• **Instructions to follow**:
The required answer is every line of the data containing the word "below".

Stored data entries
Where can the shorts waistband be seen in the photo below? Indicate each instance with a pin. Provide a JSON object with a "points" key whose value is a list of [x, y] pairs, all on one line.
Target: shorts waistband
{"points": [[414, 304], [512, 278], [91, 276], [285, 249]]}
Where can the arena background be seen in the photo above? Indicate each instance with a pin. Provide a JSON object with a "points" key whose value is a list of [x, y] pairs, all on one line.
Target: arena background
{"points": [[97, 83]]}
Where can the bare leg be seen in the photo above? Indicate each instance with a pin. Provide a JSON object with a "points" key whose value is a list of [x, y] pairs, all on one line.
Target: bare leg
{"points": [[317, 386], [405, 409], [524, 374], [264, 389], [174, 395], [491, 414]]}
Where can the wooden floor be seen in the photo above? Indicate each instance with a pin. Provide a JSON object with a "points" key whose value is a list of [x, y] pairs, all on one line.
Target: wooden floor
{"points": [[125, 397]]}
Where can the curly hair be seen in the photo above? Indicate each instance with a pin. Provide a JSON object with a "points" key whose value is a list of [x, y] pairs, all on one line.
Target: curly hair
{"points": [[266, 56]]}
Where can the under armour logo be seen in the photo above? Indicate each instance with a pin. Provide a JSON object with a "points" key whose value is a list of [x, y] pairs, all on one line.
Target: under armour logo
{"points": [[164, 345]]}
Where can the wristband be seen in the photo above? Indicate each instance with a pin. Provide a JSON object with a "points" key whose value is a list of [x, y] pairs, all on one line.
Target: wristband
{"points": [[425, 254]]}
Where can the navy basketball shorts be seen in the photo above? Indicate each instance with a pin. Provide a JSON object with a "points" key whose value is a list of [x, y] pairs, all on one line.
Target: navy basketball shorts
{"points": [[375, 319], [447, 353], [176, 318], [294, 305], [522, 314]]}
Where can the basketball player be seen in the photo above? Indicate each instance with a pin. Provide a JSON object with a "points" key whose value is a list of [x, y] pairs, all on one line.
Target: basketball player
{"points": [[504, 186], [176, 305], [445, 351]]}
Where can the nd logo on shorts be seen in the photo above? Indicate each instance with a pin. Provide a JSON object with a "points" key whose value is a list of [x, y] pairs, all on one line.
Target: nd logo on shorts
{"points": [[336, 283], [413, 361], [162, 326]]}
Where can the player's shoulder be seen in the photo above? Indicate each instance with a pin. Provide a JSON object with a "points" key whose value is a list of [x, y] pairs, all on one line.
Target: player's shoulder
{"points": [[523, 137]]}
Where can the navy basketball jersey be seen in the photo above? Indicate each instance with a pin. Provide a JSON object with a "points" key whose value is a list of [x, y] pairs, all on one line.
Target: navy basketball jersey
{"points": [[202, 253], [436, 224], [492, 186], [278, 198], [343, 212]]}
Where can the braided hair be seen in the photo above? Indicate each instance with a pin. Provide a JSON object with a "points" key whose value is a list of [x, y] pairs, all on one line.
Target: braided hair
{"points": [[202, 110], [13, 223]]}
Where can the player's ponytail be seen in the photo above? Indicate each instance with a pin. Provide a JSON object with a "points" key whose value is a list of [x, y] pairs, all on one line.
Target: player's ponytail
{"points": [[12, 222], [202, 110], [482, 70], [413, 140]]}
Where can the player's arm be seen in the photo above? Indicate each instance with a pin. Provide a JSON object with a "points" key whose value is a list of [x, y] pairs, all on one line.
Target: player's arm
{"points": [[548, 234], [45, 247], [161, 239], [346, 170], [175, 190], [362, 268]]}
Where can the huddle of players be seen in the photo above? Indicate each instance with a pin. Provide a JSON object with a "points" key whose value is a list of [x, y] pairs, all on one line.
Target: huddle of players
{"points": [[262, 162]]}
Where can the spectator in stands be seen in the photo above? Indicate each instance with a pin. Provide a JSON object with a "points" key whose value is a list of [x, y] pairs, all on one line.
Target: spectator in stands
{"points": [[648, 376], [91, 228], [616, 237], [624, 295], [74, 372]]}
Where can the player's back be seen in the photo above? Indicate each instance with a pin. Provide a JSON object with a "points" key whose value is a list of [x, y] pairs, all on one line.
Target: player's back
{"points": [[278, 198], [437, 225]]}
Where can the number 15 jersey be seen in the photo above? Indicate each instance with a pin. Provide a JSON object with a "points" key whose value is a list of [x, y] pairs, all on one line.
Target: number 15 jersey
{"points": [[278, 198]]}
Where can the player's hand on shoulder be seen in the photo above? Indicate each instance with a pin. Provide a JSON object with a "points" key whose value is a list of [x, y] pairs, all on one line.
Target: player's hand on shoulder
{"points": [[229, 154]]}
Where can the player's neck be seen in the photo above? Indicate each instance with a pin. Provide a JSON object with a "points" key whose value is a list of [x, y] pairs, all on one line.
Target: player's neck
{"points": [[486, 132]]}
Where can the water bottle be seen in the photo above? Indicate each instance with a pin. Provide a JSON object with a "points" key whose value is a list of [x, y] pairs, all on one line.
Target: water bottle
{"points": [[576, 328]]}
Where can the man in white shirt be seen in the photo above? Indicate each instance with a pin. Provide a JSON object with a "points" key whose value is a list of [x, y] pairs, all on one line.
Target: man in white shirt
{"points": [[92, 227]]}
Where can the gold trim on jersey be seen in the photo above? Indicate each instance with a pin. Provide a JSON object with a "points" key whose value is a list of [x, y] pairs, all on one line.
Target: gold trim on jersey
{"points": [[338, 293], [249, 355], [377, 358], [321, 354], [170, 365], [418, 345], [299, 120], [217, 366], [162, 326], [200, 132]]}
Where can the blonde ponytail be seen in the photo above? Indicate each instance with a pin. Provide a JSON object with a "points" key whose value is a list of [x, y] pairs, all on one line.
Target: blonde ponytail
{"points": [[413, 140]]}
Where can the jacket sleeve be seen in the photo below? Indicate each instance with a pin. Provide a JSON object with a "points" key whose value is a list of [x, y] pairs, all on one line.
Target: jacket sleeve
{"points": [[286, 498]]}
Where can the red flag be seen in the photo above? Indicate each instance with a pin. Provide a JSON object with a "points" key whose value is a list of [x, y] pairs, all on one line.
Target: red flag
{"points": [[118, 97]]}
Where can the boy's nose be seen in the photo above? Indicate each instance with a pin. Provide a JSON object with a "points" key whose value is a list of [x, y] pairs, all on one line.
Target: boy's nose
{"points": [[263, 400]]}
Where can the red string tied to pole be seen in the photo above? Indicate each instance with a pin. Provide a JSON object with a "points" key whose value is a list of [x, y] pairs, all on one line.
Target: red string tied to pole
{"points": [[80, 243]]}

• **Worked solution**:
Where can the shorts waistband be seen in the photo below? Indicate each instance with a pin. Provide a JSON object with a "points" key whose value is a list of [x, y] pairs, all on one line.
Where can the jacket sleeve be seen in the photo below? Indicate each instance with a pin. Provide a JSON object with a "points" key whose value is a list of [x, y] pairs, all on one line.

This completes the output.